Records for the task Start Marker

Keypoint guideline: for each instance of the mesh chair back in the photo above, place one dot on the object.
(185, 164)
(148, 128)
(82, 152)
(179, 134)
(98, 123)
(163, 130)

Records for the task End Marker

> **Exercise brief**:
Repeat each of the entries exactly as written.

> **Solution to the exercise**:
Keypoint guideline: for each instance of the mesh chair back in the photo above, place one dot on the object.
(185, 164)
(148, 128)
(82, 152)
(179, 134)
(98, 123)
(163, 130)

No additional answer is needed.